WHAT IS REQUIRED: Recast the stretch of the records from the line containing "Please trace the outline of every instance of the window." through the line containing "387 135 L 384" as a numbered list, omitting any blank lines.

=== DATA EXTRACT ===

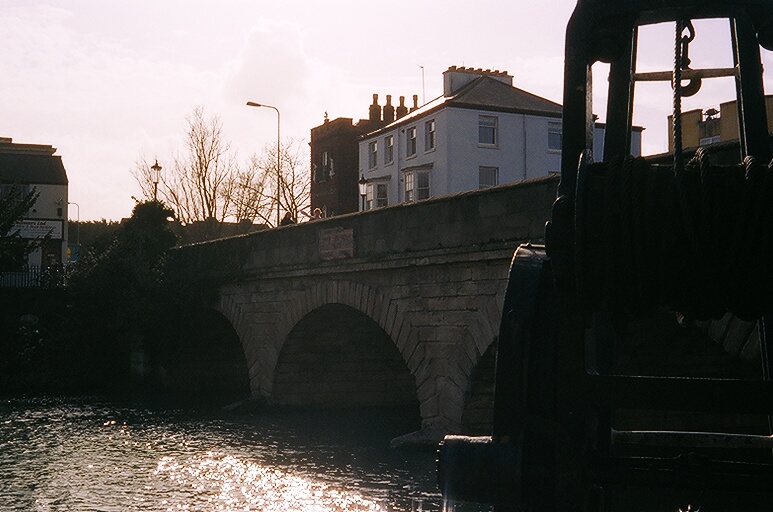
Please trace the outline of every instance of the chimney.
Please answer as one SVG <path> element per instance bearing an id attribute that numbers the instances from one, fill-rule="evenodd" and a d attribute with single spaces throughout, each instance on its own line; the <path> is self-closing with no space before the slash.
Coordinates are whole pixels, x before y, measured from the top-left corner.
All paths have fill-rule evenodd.
<path id="1" fill-rule="evenodd" d="M 413 95 L 413 106 L 411 107 L 411 112 L 419 108 L 419 95 L 414 94 Z"/>
<path id="2" fill-rule="evenodd" d="M 381 107 L 378 104 L 378 94 L 373 95 L 373 103 L 370 106 L 368 121 L 371 123 L 381 122 Z"/>
<path id="3" fill-rule="evenodd" d="M 488 76 L 504 84 L 513 86 L 513 77 L 507 71 L 474 69 L 451 66 L 443 73 L 443 96 L 451 96 L 456 91 L 481 76 Z"/>
<path id="4" fill-rule="evenodd" d="M 384 105 L 384 122 L 389 124 L 395 120 L 395 107 L 392 106 L 392 95 L 387 94 L 387 104 Z"/>
<path id="5" fill-rule="evenodd" d="M 408 113 L 408 107 L 405 106 L 405 96 L 400 96 L 400 104 L 397 106 L 397 119 Z"/>

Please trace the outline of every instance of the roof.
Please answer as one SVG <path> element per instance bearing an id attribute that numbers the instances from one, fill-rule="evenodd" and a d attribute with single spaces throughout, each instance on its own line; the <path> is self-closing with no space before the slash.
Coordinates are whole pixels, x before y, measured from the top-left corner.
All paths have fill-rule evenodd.
<path id="1" fill-rule="evenodd" d="M 67 171 L 56 148 L 14 144 L 0 139 L 0 182 L 31 185 L 67 185 Z"/>
<path id="2" fill-rule="evenodd" d="M 483 75 L 461 87 L 452 95 L 440 96 L 393 123 L 366 134 L 364 137 L 370 137 L 371 135 L 393 129 L 396 126 L 411 123 L 426 114 L 449 107 L 556 118 L 560 118 L 563 111 L 561 105 L 556 102 Z"/>

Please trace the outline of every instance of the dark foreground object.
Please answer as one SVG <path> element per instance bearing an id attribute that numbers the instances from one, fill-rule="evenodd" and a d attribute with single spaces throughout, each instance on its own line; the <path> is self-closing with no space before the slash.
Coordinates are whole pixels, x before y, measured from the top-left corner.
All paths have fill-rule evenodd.
<path id="1" fill-rule="evenodd" d="M 690 20 L 716 17 L 730 21 L 735 67 L 690 69 Z M 676 23 L 673 71 L 636 73 L 637 27 L 664 21 Z M 515 253 L 492 433 L 441 444 L 446 497 L 499 512 L 773 510 L 773 170 L 760 46 L 773 48 L 766 0 L 578 2 L 546 247 Z M 600 163 L 590 151 L 597 61 L 610 63 Z M 710 151 L 685 163 L 681 99 L 716 76 L 736 80 L 739 163 L 714 165 Z M 627 156 L 634 83 L 661 79 L 674 88 L 665 166 Z M 758 323 L 756 374 L 666 371 L 657 329 L 637 334 L 652 338 L 641 346 L 655 364 L 627 359 L 637 321 L 690 324 L 727 312 Z"/>

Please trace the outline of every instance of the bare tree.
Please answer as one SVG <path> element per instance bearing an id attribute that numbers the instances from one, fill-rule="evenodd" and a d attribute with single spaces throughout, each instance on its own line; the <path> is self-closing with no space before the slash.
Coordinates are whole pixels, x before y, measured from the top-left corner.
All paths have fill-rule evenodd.
<path id="1" fill-rule="evenodd" d="M 274 201 L 271 197 L 270 187 L 266 185 L 269 179 L 271 176 L 263 172 L 258 158 L 253 156 L 247 164 L 246 170 L 240 171 L 236 175 L 231 192 L 230 216 L 236 220 L 271 224 Z"/>
<path id="2" fill-rule="evenodd" d="M 196 107 L 186 120 L 184 151 L 161 172 L 157 187 L 157 198 L 175 210 L 180 222 L 219 226 L 224 220 L 249 220 L 273 225 L 277 198 L 280 208 L 294 218 L 308 207 L 310 176 L 303 144 L 290 140 L 280 148 L 277 194 L 276 146 L 267 145 L 260 156 L 239 165 L 217 116 L 206 117 Z M 141 155 L 132 174 L 145 197 L 156 197 L 159 178 L 149 159 Z"/>
<path id="3" fill-rule="evenodd" d="M 276 146 L 266 145 L 263 154 L 257 160 L 257 167 L 264 176 L 265 188 L 270 189 L 267 193 L 272 196 L 271 211 L 276 212 L 278 198 L 280 211 L 290 212 L 294 219 L 298 219 L 299 214 L 308 209 L 311 202 L 311 176 L 305 147 L 303 142 L 296 142 L 293 139 L 288 139 L 281 145 L 279 179 L 277 179 L 276 170 Z M 276 193 L 277 184 L 279 194 Z"/>

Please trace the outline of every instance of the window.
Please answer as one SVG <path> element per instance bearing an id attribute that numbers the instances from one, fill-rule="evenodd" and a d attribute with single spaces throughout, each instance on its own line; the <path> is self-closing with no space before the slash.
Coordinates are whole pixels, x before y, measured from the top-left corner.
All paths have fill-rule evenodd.
<path id="1" fill-rule="evenodd" d="M 548 150 L 561 151 L 562 142 L 561 123 L 548 123 Z"/>
<path id="2" fill-rule="evenodd" d="M 424 150 L 435 149 L 435 120 L 424 123 Z"/>
<path id="3" fill-rule="evenodd" d="M 368 169 L 375 169 L 378 166 L 378 141 L 368 143 Z"/>
<path id="4" fill-rule="evenodd" d="M 389 189 L 387 183 L 368 183 L 365 189 L 365 209 L 389 206 Z"/>
<path id="5" fill-rule="evenodd" d="M 314 181 L 320 182 L 327 180 L 330 176 L 335 174 L 333 170 L 333 158 L 330 153 L 323 151 L 320 156 L 319 165 L 314 164 Z"/>
<path id="6" fill-rule="evenodd" d="M 429 198 L 429 173 L 417 172 L 416 173 L 416 199 Z"/>
<path id="7" fill-rule="evenodd" d="M 387 135 L 384 139 L 384 165 L 389 165 L 395 160 L 395 137 Z"/>
<path id="8" fill-rule="evenodd" d="M 389 205 L 389 191 L 386 183 L 376 183 L 376 208 Z"/>
<path id="9" fill-rule="evenodd" d="M 714 144 L 715 142 L 722 142 L 722 139 L 719 135 L 712 135 L 711 137 L 703 137 L 700 141 L 698 141 L 698 144 L 701 146 L 705 146 L 707 144 Z"/>
<path id="10" fill-rule="evenodd" d="M 406 203 L 427 199 L 430 195 L 429 192 L 429 171 L 410 171 L 405 173 Z"/>
<path id="11" fill-rule="evenodd" d="M 365 209 L 373 209 L 373 183 L 368 183 L 365 187 Z"/>
<path id="12" fill-rule="evenodd" d="M 486 146 L 497 145 L 497 118 L 478 116 L 478 143 Z"/>
<path id="13" fill-rule="evenodd" d="M 408 128 L 406 137 L 408 143 L 405 145 L 405 156 L 416 156 L 416 127 Z"/>
<path id="14" fill-rule="evenodd" d="M 499 185 L 499 167 L 478 168 L 478 188 L 488 188 Z"/>

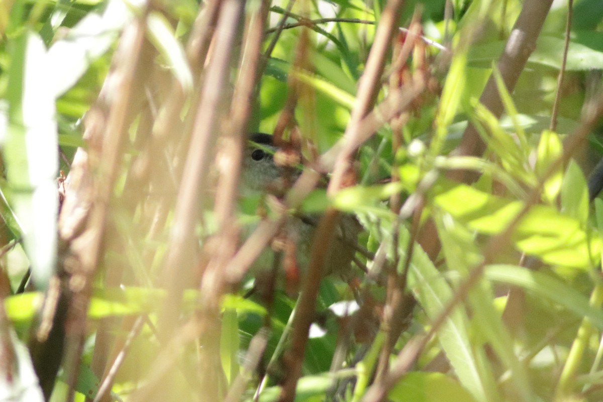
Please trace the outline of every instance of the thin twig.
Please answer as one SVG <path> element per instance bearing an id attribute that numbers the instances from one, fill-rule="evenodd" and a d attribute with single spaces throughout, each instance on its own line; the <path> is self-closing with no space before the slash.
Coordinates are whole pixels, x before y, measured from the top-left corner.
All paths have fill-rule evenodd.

===

EXERCISE SOLUTION:
1. Please trace the outline of every instance of the window.
2. Please answer as one SVG <path> element per instance bearing an id attribute that numbers the instances from one, fill-rule="evenodd" and a d attribute with single spaces throughout, each instance on its own line; the <path> is self-closing with no space before the slash.
3. Coordinates are whole pixels, x before y, measured from the top-left corner.
4. All paths have fill-rule evenodd.
5. <path id="1" fill-rule="evenodd" d="M 548 150 L 561 151 L 562 142 L 561 123 L 548 123 Z"/>
6. <path id="2" fill-rule="evenodd" d="M 424 150 L 435 149 L 435 120 L 424 123 Z"/>
7. <path id="3" fill-rule="evenodd" d="M 368 169 L 375 169 L 378 166 L 378 141 L 368 143 Z"/>
8. <path id="4" fill-rule="evenodd" d="M 389 189 L 387 183 L 368 183 L 365 189 L 365 209 L 389 206 Z"/>
9. <path id="5" fill-rule="evenodd" d="M 314 181 L 320 182 L 327 180 L 330 176 L 335 174 L 333 170 L 333 158 L 330 153 L 323 151 L 320 156 L 319 165 L 314 164 Z"/>
10. <path id="6" fill-rule="evenodd" d="M 429 198 L 429 173 L 417 172 L 416 173 L 416 199 Z"/>
11. <path id="7" fill-rule="evenodd" d="M 387 135 L 384 139 L 384 165 L 389 165 L 395 160 L 395 137 Z"/>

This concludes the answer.